→ **DATASET EXTRACT**:

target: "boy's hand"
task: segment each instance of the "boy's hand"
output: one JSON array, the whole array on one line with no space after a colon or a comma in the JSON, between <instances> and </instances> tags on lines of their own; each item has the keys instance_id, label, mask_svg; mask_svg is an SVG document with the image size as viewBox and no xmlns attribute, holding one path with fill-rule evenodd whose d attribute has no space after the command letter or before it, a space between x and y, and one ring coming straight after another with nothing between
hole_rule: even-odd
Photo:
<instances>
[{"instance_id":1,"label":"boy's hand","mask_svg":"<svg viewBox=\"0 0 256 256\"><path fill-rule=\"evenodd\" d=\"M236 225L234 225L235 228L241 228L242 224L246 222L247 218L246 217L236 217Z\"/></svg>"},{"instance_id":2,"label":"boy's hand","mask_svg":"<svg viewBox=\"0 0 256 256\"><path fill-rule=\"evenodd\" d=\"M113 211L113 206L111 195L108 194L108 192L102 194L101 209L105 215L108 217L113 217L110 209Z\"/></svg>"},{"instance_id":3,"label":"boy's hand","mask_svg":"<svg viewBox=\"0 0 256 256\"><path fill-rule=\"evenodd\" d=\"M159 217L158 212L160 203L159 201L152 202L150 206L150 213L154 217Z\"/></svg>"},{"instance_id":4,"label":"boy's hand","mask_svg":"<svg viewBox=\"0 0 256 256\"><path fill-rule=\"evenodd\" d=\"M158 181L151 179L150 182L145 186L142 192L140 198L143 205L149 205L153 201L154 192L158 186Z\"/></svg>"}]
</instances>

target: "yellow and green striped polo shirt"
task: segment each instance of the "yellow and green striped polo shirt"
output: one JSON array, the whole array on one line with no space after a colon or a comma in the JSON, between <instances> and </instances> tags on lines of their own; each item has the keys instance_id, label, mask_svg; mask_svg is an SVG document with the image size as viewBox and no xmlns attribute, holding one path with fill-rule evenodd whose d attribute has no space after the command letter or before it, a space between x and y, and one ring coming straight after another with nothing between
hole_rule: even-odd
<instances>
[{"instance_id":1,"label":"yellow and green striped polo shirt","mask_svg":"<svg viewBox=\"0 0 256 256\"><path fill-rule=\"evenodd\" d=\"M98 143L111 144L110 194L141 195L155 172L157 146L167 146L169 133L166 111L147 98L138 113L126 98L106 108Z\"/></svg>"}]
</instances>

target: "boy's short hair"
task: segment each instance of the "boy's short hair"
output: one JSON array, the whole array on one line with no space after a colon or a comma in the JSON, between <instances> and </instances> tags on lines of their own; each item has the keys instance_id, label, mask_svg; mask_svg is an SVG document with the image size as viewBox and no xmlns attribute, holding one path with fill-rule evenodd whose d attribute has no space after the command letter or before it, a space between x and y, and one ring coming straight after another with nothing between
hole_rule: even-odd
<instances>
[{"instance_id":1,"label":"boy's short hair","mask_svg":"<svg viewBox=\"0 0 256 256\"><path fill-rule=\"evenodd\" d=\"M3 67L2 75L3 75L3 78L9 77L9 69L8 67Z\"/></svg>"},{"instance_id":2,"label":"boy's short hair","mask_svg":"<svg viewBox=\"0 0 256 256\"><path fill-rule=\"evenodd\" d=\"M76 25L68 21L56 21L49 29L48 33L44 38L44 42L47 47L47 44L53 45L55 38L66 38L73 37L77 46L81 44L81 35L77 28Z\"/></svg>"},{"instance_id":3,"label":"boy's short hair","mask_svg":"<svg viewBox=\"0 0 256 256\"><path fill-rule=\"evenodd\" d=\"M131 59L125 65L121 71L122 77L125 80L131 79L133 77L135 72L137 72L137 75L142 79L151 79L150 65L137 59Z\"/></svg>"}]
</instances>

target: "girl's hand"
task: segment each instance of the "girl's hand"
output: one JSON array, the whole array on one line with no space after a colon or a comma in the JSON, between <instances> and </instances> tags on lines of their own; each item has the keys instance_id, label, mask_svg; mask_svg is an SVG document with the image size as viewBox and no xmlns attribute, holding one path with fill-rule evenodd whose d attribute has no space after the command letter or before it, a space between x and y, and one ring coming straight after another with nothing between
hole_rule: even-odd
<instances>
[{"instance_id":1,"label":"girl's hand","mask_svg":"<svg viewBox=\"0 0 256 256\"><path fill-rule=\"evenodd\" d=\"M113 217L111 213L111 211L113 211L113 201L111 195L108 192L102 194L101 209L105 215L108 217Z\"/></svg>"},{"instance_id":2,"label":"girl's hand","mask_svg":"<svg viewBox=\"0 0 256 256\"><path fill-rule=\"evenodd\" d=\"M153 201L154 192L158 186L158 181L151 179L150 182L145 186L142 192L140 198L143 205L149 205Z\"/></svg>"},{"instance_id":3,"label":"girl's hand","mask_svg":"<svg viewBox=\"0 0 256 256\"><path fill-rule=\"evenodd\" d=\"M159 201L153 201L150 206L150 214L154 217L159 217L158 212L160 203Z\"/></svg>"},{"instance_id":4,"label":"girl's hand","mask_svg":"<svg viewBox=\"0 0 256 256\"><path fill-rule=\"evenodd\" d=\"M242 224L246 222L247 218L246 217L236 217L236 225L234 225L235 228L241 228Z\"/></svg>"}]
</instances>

→ **REQUIREMENTS**: Count the lines in the records above that contain the word "polo", and reply with that number only.

→ **EXERCISE SOLUTION**: 3